# Work order:
Every record below needs to be printed again exactly.

BEGIN Information given

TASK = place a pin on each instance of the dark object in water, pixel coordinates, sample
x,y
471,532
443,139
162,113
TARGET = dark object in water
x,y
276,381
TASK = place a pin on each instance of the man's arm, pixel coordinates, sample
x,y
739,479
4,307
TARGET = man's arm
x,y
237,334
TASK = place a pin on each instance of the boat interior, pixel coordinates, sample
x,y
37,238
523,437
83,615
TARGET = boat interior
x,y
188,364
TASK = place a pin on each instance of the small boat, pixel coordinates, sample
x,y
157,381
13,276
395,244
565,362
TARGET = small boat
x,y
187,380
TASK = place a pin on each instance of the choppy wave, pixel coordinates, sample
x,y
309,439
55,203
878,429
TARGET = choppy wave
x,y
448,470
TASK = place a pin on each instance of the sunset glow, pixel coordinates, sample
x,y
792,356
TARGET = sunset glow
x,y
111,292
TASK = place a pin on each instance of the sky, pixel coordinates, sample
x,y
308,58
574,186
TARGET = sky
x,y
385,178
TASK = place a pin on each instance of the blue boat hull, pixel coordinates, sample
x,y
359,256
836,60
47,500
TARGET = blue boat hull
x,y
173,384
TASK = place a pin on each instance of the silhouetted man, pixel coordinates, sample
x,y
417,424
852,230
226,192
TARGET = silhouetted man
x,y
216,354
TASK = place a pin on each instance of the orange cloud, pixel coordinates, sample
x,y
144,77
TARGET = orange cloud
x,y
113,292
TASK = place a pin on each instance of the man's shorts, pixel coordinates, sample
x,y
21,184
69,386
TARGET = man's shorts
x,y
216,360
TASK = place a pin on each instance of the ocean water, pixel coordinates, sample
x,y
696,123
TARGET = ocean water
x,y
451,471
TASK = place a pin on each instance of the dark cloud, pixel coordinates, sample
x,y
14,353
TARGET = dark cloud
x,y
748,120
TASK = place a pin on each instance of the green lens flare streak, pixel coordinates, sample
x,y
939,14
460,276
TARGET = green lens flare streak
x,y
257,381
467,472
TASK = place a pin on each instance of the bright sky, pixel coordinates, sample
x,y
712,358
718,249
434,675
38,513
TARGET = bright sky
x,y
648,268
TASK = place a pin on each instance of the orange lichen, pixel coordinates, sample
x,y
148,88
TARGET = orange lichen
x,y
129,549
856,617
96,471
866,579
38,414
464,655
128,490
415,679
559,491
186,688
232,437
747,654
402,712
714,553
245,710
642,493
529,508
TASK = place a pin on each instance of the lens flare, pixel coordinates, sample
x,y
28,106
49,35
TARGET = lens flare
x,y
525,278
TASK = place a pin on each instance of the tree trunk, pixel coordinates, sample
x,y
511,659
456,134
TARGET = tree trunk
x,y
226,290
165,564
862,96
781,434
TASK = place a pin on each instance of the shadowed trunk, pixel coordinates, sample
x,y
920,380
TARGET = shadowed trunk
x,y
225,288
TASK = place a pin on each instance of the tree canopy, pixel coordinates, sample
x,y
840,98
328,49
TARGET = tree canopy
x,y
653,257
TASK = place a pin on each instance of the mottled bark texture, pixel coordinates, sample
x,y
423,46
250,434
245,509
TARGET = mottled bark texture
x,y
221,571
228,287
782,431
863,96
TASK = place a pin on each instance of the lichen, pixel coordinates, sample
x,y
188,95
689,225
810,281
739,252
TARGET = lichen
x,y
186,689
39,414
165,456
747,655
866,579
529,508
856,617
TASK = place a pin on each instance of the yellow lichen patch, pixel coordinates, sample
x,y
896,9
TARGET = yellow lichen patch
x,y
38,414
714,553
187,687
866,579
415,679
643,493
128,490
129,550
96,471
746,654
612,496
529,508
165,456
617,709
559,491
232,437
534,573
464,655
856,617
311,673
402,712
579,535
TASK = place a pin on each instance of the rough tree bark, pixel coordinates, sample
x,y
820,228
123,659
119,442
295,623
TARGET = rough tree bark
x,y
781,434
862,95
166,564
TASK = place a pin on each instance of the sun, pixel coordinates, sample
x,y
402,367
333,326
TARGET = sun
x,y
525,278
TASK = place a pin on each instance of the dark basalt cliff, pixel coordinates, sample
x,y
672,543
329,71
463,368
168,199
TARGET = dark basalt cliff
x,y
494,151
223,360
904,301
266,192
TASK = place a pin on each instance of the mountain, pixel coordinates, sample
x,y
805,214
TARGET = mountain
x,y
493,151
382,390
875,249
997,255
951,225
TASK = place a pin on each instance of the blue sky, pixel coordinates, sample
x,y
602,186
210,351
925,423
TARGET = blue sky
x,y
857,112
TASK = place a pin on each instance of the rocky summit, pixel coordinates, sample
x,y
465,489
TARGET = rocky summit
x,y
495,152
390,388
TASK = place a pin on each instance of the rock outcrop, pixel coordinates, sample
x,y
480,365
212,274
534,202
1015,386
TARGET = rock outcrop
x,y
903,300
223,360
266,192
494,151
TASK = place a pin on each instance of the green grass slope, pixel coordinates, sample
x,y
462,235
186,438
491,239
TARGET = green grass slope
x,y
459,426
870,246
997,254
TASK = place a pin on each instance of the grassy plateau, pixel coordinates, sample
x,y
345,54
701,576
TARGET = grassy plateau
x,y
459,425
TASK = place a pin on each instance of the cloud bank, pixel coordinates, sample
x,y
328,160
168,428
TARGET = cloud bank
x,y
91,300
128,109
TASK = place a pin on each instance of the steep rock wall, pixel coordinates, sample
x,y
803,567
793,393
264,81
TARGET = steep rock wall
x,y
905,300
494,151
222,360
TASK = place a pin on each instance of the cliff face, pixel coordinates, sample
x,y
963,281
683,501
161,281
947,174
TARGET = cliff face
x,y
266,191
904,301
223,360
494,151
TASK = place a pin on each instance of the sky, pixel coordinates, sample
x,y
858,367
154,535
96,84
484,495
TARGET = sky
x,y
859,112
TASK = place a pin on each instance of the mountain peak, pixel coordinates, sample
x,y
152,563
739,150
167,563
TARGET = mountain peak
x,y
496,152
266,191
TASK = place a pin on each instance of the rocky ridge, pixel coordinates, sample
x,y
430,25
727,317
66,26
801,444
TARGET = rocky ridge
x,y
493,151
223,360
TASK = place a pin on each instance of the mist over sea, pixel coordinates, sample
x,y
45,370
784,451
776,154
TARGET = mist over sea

END Information given

# Answer:
TASK = place a pin on each instance of the dark object in water, pixel coordinates, sample
x,y
471,532
443,139
162,113
TARGET = dark object in water
x,y
276,381
TASK = place a pin on each instance of the man's arm, pixel coordinates, sample
x,y
739,479
4,307
TARGET = man's arm
x,y
237,334
TASK = place a pin on each instance of the boat interior, pixel coordinates, sample
x,y
37,238
523,437
83,615
TARGET = boat interior
x,y
188,364
TASK = place a pin on each instance of the small boat, pixel coordinates, sample
x,y
157,381
13,276
395,244
565,362
TARGET = small boat
x,y
187,380
TASK = place a pin on each instance of the choppy wave, pixel coordinates, sample
x,y
309,439
55,203
878,429
TARGET = choppy wave
x,y
448,470
TASK = place a pin on each instance of the sunset glow, pixel coordinates, sample
x,y
792,356
TARGET = sunset glow
x,y
111,292
TASK = place a pin on each instance of the sky, pixel coordinates, sample
x,y
308,58
574,186
TARGET = sky
x,y
385,178
TASK = place a pin on each instance of the blue boat hull, pixel coordinates, sample
x,y
359,256
836,60
47,500
TARGET = blue boat hull
x,y
173,384
TASK = place a pin on each instance of the silhouetted man, pixel coordinates, sample
x,y
417,424
852,230
226,192
TARGET = silhouetted man
x,y
216,354
TASK = place a pin on each instance of the orange cloud, pixel coordinates, sample
x,y
144,77
TARGET = orange cloud
x,y
113,292
TASK = place a pin on each instance of the man's shorts, pixel coordinates, sample
x,y
21,184
69,386
TARGET = man's shorts
x,y
216,360
TASK = place a pin on each instance of the ocean water, pixel coordinates, sample
x,y
696,123
TARGET = ocean water
x,y
451,471
TASK = place a pin on each instance of the dark cloud, pixel coordinates, sample
x,y
14,353
TARGET = dark cloud
x,y
748,120
TASK = place a pin on each instance of the green lens flare streak, pixel coordinates, sample
x,y
939,14
460,276
TARGET = green lens flare streak
x,y
257,381
467,472
TASK = place a pin on each instance of the bright sky, pixel coordinates, sample
x,y
712,358
718,249
434,675
38,513
TARGET = bright sky
x,y
648,268
TASK = place a pin on each instance of the orange lichen, pixel coordinates, sample
x,y
148,88
TARGET = orange lichen
x,y
129,549
856,617
96,471
866,579
38,414
464,655
128,490
415,679
559,491
186,688
232,437
747,654
402,712
714,553
245,710
642,493
529,508
TASK = place a pin on each instance of the lens flare, pixel coordinates, sample
x,y
28,106
49,35
TARGET = lens flare
x,y
525,278
TASK = place a pin on each instance of the tree trunk, pixel coordinates, sample
x,y
511,659
456,134
TARGET = tree trunk
x,y
226,290
165,564
862,96
781,434
TASK = place a pin on each instance of the shadowed trunk, pixel coordinates, sample
x,y
920,380
TARGET = shadowed trunk
x,y
225,288
TASK = place a pin on each instance of the tree canopy, pixel coordinates, sample
x,y
840,98
328,49
TARGET = tree canopy
x,y
653,257
TASK = place a pin on each instance of the mottled bark texture, pixel coordinates, sample
x,y
423,46
250,434
245,509
TARGET = mottled bark texture
x,y
221,571
228,287
782,431
863,96
TASK = place a pin on each instance of the lichen, pixel coordinates, sample
x,y
188,95
689,225
810,281
739,252
TARGET = lichen
x,y
186,689
39,414
165,456
747,655
866,579
529,508
856,617
TASK = place a pin on each instance of the yellow lichen patch, pixel coordinates, sample
x,y
896,9
TARGET = yellow lichen patch
x,y
38,414
714,553
187,687
866,579
415,679
643,493
128,490
129,550
96,471
746,654
612,496
529,508
165,456
617,709
559,491
232,437
534,573
464,655
856,617
311,673
402,712
579,535
TASK = place a pin on each instance of the rough tree bark, pixel coordinates, sample
x,y
820,228
123,659
119,442
295,623
TARGET = rough tree bark
x,y
781,434
862,95
166,564
TASK = place a pin on each instance of the sun, pixel coordinates, sample
x,y
402,367
333,326
TARGET = sun
x,y
525,278
TASK = place a pin on each instance of the dark basalt cliff, pixel coordinates, sample
x,y
672,543
329,71
463,368
168,199
TARGET = dark basalt cliff
x,y
494,151
223,360
904,301
266,192
TASK = place a pin on each instance of the mountain, pixel coordinates, sample
x,y
805,214
TARGET = mountain
x,y
493,151
382,390
875,249
997,255
951,225
TASK = place a pin on each instance of the blue sky, pixel coordinates, sample
x,y
602,186
210,351
925,423
TARGET = blue sky
x,y
857,112
TASK = place a pin on each instance of the rocky summit, pixel coordinates, sample
x,y
465,489
TARGET = rocky summit
x,y
495,152
390,388
TASK = place a pin on each instance of the rock outcrop, pixel coordinates, sample
x,y
480,365
212,274
534,202
1015,386
TARGET = rock outcrop
x,y
903,300
223,360
266,192
494,151
TASK = place a pin on each instance of the green grass slope, pixel coordinates, sample
x,y
462,235
186,438
491,239
TARGET = green grass slope
x,y
459,426
870,246
997,254
TASK = place a pin on each instance of the grassy plateau, pixel coordinates, sample
x,y
345,54
701,576
TARGET = grassy plateau
x,y
459,425
TASK = place a pin on each instance of the cloud bank, pixel coordinates, sample
x,y
328,160
168,428
TARGET = cloud bank
x,y
91,300
128,109
TASK = place a pin on each instance of the steep rock wall, pixel coordinates, sample
x,y
803,567
793,393
264,81
TARGET = steep rock wall
x,y
905,300
494,151
222,360
TASK = place a pin on each instance of the cliff face, pixel coordinates, sample
x,y
963,281
683,501
161,281
947,174
TARGET = cliff face
x,y
266,191
904,301
223,360
494,151
TASK = place a pin on each instance of the sky, pixel coordinates, sample
x,y
858,367
154,535
96,84
484,495
TARGET = sky
x,y
859,112
TASK = place a pin on each instance of the mountain peak, pixel coordinates, sample
x,y
152,563
739,150
167,563
TARGET = mountain peak
x,y
496,152
266,191
TASK = place a pin on each instance of the rocky ridge, pixel coordinates, sample
x,y
430,25
727,317
66,26
801,444
TARGET = rocky ridge
x,y
493,151
223,360
TASK = place a pin on each instance of the mist over sea, pixel coordinates, sample
x,y
45,370
784,451
776,154
TARGET = mist over sea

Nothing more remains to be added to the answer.